**GOAL**
Turn every line of the items below into a numbered list, skipping any blank lines.

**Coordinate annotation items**
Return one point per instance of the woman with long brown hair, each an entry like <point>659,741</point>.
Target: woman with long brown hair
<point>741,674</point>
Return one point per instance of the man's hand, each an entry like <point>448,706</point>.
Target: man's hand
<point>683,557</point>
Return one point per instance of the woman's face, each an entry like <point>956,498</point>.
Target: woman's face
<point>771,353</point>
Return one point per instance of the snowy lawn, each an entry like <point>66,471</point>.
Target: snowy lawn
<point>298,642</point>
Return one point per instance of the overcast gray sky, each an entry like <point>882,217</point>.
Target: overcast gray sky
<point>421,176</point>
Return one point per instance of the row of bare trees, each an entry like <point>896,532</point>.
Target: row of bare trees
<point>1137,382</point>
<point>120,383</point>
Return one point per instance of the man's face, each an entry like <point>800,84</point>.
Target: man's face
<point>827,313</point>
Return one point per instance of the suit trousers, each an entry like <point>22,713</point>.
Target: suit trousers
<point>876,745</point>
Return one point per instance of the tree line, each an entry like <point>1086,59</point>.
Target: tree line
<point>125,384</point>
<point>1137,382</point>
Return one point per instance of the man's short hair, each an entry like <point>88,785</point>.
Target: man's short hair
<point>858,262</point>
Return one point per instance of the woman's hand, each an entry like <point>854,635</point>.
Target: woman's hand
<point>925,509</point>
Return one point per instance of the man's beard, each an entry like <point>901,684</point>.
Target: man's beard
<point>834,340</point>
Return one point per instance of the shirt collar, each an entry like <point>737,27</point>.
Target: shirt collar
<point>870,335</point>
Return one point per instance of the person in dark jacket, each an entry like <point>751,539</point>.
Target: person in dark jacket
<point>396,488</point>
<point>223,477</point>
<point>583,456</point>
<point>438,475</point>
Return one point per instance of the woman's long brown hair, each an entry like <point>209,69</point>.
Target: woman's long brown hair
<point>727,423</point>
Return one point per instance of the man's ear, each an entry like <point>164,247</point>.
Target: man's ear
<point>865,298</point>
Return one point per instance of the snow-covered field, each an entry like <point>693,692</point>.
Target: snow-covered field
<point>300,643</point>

**RESULT**
1. Return one point per instance of the woman with long brown hair, each an entry like <point>659,741</point>.
2. Target: woman with long brown hair
3. <point>741,674</point>
4. Return one point per instance of the man's hand, each an entry like <point>448,706</point>.
5. Target: man's hand
6. <point>683,557</point>
7. Return one point per instance of the woman's face, each an entry like <point>956,498</point>.
8. Target: woman's face
9. <point>771,353</point>
10. Return one point per instance of the snowy lawn, each an entry like <point>66,471</point>.
11. Target: snowy lawn
12. <point>298,642</point>
13. Return one point per instance of the overcast gray sky, each an entry like <point>882,217</point>.
14. Target: overcast gray sky
15. <point>421,176</point>
16. Return one point per instance of the row of bare trees, each an entry like <point>896,532</point>.
17. Target: row of bare trees
18. <point>1137,382</point>
19. <point>120,383</point>
20. Return one point per instance of the man's face, each an entry like <point>800,84</point>.
21. Target: man's face
22. <point>827,313</point>
23. Return one point per instance of the suit trousers, each an entry like <point>22,713</point>.
24. Target: suit trousers
25. <point>876,745</point>
26. Return one point per instance of the tree line, each an entry like <point>1086,59</point>.
27. Target: tree line
28. <point>125,384</point>
29. <point>1137,382</point>
30. Return one point per instance of the man's short hair, each an entry like <point>88,785</point>.
31. Target: man's short hair
32. <point>858,262</point>
33. Return one point per instance of the woman's hand, each an entry like <point>854,635</point>.
34. Target: woman's hand
35. <point>925,509</point>
36. Return one point per instance of the man's beard, each an entry like <point>901,684</point>.
37. Target: man's beard
38. <point>834,340</point>
39. Return one point per instance of the shirt collar, each an entry like <point>737,27</point>.
40. Target: shirt collar
41. <point>870,335</point>
42. Return one point per instance of the person in dark jacket, each an entry like <point>751,539</point>.
43. Target: person in dark jacket
44. <point>396,488</point>
45. <point>223,477</point>
46. <point>583,456</point>
47. <point>438,475</point>
48. Return one point per instance of the woman's long brown hair, each an entry like <point>209,69</point>.
49. Target: woman's long brown hair
50. <point>727,423</point>
51. Return one point per instance of the man's ear, each an entry like <point>164,247</point>.
52. Target: man's ear
53. <point>865,298</point>
54. Return one point per instance of the snow-covered field, each an entry like <point>693,692</point>.
55. Target: snow-covered field
56. <point>300,643</point>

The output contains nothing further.